■ What to do ■
1. Update the elPrep 5 article page, replacing "GATK4" with "GATK 4.1". Begin at the words "Read online" and stop after "times are needed.".
2. Answer these questions from the elPrep 5 article page:
(a) In which journal did the article appear?
(b) What volume and issue number are listed?
(c) By what factor does elPrep 5 speed up the runtime of the variant calling pipeline?

■ Supplied passage ■
PLoS ONE (Jan 2021)

Multithreaded variant calling in elPrep 5.

  • Charlotte Herzeel,
  • Pascal Costanza,
  • Dries Decap,
  • Jan Fostier,
  • Roel Wuyts,
  • Wilfried Verachtert

DOI
https://doi.org/10.1371/journal.pone.0244471
Journal volume & issue
Vol. 16, no. 2
p. e0244471

Abstract

Read online

We present elPrep 5, which updates the elPrep framework for processing sequencing alignment/map files with variant calling. elPrep 5 can now execute the full pipeline described by the GATK Best Practices for variant calling, which consists of PCR and optical duplicate marking, sorting by coordinate order, base quality score recalibration, and variant calling using the haplotype caller algorithm. elPrep 5 produces identical BAM and VCF output as GATK4 while significantly reducing the runtime by parallelizing and merging the execution of the pipeline steps. Our benchmarks show that elPrep 5 speeds up the runtime of the variant calling pipeline by a factor 8-16x on both whole-exome and whole-genome data while using the same hardware resources as GATK4. This makes elPrep 5 a suitable drop-in replacement for GATK4 when faster execution times are needed.

(Stored dataset items)
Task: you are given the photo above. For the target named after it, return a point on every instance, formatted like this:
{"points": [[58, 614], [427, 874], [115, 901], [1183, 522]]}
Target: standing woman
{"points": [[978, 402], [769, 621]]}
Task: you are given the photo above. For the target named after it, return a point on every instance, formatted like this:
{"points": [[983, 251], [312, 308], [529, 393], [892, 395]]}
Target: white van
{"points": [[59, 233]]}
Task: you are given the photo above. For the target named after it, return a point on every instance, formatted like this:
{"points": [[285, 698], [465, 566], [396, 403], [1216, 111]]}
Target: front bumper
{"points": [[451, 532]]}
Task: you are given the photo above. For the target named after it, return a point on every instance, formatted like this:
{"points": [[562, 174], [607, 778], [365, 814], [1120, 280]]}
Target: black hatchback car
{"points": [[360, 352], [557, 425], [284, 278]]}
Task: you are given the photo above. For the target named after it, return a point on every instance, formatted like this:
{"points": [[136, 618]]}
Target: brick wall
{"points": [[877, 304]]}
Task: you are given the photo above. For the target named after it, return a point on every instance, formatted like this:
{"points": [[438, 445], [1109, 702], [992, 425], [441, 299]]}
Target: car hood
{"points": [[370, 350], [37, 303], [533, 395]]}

■ Task results ■
1.
Read online

We present elPrep 5, which updates the elPrep framework for processing sequencing alignment/map files with variant calling. elPrep 5 can now execute the full pipeline described by the GATK Best Practices for variant calling, which consists of PCR and optical duplicate marking, sorting by coordinate order, base quality score recalibration, and variant calling using the haplotype caller algorithm. elPrep 5 produces identical BAM and VCF output as GATK 4.1 while significantly reducing the runtime by parallelizing and merging the execution of the pipeline steps. Our benchmarks show that elPrep 5 speeds up the runtime of the variant calling pipeline by a factor 8-16x on both whole-exome and whole-genome data while using the same hardware resources as GATK 4.1. This makes elPrep 5 a suitable drop-in replacement for GATK 4.1 when faster execution times are needed.

2.
(a) PLoS ONE
(b) Vol. 16, no. 2
(c) 8-16x